Stored dataset items:
·····

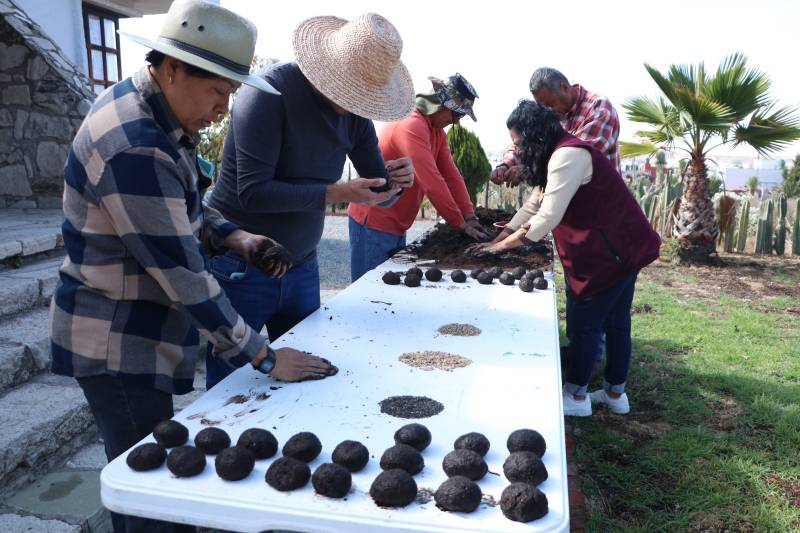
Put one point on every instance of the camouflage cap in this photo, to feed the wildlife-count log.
(457, 94)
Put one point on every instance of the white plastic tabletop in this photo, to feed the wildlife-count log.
(513, 382)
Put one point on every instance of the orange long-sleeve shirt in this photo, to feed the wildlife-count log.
(436, 177)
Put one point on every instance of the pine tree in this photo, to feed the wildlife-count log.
(470, 158)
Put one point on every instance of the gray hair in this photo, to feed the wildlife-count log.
(546, 78)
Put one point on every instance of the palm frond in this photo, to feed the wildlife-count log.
(743, 90)
(769, 131)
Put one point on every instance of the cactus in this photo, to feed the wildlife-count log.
(744, 223)
(796, 230)
(780, 234)
(764, 234)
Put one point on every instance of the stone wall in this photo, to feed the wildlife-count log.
(43, 101)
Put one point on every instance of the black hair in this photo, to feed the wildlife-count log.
(540, 130)
(546, 78)
(155, 58)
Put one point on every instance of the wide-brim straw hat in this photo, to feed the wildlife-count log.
(209, 37)
(356, 65)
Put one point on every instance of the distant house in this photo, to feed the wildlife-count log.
(55, 56)
(736, 178)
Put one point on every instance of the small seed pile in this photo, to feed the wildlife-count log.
(459, 330)
(428, 360)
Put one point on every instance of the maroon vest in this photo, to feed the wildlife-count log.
(604, 235)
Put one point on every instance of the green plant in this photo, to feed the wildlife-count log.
(470, 158)
(696, 110)
(796, 230)
(744, 225)
(780, 236)
(764, 232)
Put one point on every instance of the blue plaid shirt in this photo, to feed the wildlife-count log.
(134, 289)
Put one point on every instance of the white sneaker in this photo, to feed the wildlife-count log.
(620, 405)
(573, 407)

·····

## Action item
Reproduce every entry word for word, but omit the pictures.

## Answer section
Put one point on every instance of the camouflage cap in this photo, to feed the wildlife-count log.
(457, 94)
Put one point on every instance of the white plastic tabletop in this photo, to feed the wildlife-count log.
(513, 382)
Put one point on every instance of the orange long-sleeve shirt in this photo, to feed the wildlife-count log.
(436, 177)
Put one point on every instance of the pine tree in this photo, to feed the wildlife-count log.
(470, 158)
Put one point on every instance of the gray hair in this photo, to feed the wildlife-count log.
(546, 78)
Put one point on every instance of the palm frond in this photo, to feed the wildlife-count log.
(743, 90)
(769, 131)
Put one point on every instance of the cactus in this photo, to feed the wildlife-count log.
(744, 223)
(796, 230)
(780, 234)
(764, 234)
Put one point on every instance of the stone wall in this photo, to feed the wildlife-count log.
(43, 101)
Put one point on every instance of the black hair in this photo, to feed the wildlife-count log.
(540, 130)
(546, 78)
(155, 58)
Put one point on every instance of the wide-brim straw hat in this photo, to feed the wildlife-count log.
(209, 37)
(356, 65)
Put one point on every instance of the distant house in this photo, to feed the wildlife-count log.
(55, 56)
(736, 178)
Put one point on every instance of the small seed pile in this photo, to feed the wildlife-count log.
(459, 330)
(428, 360)
Put one point on every instance of the maroon vest in this photo, to feed the wildlife-count log.
(604, 235)
Put one point on every instance of the green plant in this photo, to feed the wildlife-count log.
(470, 158)
(696, 110)
(796, 230)
(744, 225)
(780, 236)
(764, 232)
Put one point on every instance of the blue plaid shirt in this photo, to feed the wildlife-count log.
(134, 289)
Put one point on every instance of the white sneaker in this photo, to feed the wildlife-count log.
(620, 405)
(573, 407)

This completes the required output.